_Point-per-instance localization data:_
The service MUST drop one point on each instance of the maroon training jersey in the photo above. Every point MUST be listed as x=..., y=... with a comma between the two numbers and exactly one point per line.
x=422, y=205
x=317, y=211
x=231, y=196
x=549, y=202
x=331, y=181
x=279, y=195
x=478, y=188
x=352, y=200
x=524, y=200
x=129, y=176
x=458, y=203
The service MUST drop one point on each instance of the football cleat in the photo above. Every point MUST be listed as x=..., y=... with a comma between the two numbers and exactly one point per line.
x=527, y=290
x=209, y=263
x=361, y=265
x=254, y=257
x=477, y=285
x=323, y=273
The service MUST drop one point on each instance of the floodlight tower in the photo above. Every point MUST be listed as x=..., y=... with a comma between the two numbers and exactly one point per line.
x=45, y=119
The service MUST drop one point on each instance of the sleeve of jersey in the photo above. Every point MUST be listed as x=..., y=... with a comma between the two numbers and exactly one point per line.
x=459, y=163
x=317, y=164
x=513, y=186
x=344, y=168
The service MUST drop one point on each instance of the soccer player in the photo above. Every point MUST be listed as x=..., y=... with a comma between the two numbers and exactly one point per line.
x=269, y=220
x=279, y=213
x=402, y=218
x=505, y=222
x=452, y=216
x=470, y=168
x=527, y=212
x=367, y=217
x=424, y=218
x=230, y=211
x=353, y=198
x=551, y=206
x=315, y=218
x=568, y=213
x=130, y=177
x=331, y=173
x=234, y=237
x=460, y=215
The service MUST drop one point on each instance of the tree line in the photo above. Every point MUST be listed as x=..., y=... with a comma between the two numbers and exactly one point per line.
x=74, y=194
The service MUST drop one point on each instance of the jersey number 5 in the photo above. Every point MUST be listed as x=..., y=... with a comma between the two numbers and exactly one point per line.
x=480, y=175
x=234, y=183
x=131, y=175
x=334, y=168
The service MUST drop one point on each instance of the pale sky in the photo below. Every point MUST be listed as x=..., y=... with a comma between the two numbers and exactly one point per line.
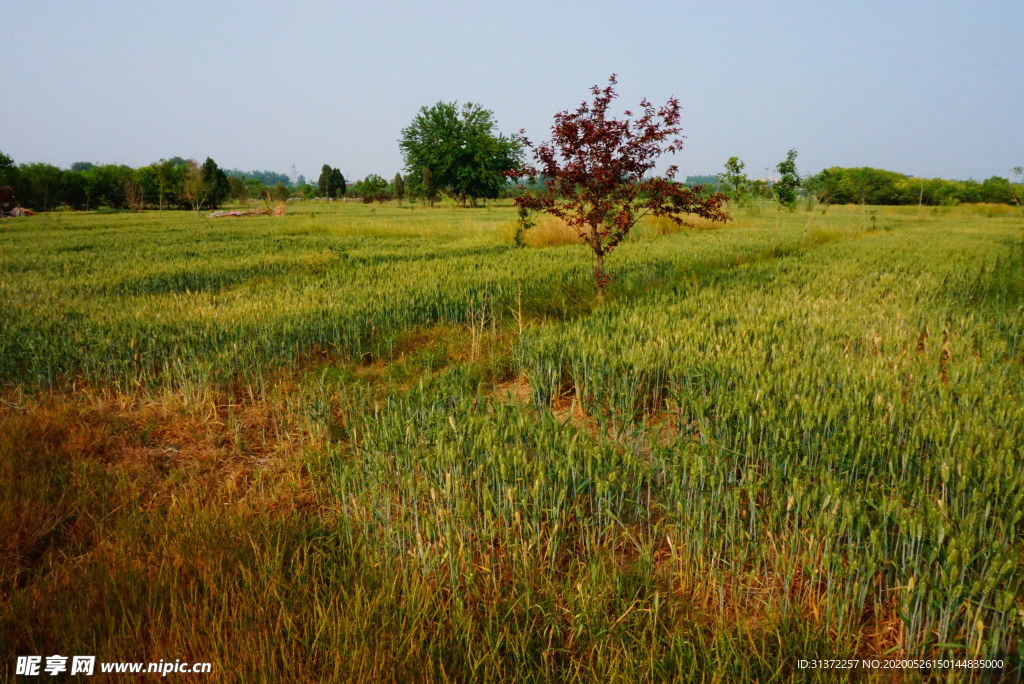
x=925, y=88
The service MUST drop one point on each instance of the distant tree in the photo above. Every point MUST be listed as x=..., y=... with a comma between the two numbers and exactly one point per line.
x=373, y=188
x=40, y=185
x=467, y=159
x=194, y=188
x=73, y=189
x=281, y=191
x=216, y=183
x=734, y=181
x=398, y=187
x=788, y=182
x=7, y=170
x=331, y=182
x=597, y=170
x=134, y=197
x=255, y=186
x=339, y=181
x=238, y=189
x=429, y=188
x=7, y=200
x=324, y=183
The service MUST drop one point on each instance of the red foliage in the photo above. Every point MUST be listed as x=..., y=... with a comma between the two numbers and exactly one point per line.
x=596, y=170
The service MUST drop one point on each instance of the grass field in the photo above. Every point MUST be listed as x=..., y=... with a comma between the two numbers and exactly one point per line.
x=359, y=443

_THE PROBLEM:_ Give the lines from the one containing "of the distant" through the end of the entries again, exactly as written and with no other lines.

_THE COMPLETED TASK:_
The service MUST drop one point on each instance of the distant tree in the photo above. Every point MUST be listed as x=..., y=... with a comma between the two numbers and exactly one point per line.
x=373, y=188
x=40, y=185
x=467, y=159
x=194, y=188
x=73, y=189
x=281, y=191
x=216, y=183
x=734, y=181
x=398, y=187
x=788, y=182
x=7, y=170
x=331, y=182
x=597, y=170
x=134, y=197
x=255, y=186
x=339, y=181
x=238, y=189
x=429, y=188
x=7, y=200
x=324, y=183
The service MUST drop one point on each instance of the red foliage in the photo above. Every point MUST be listed as x=..., y=... with a comma between the two numbers and exactly one point per line.
x=596, y=170
The service MUST drop one point on each instance of the grass field in the photo above. Every point MUST be listed as x=..., y=... with a comma between the two numbers and exactly one point per line.
x=359, y=443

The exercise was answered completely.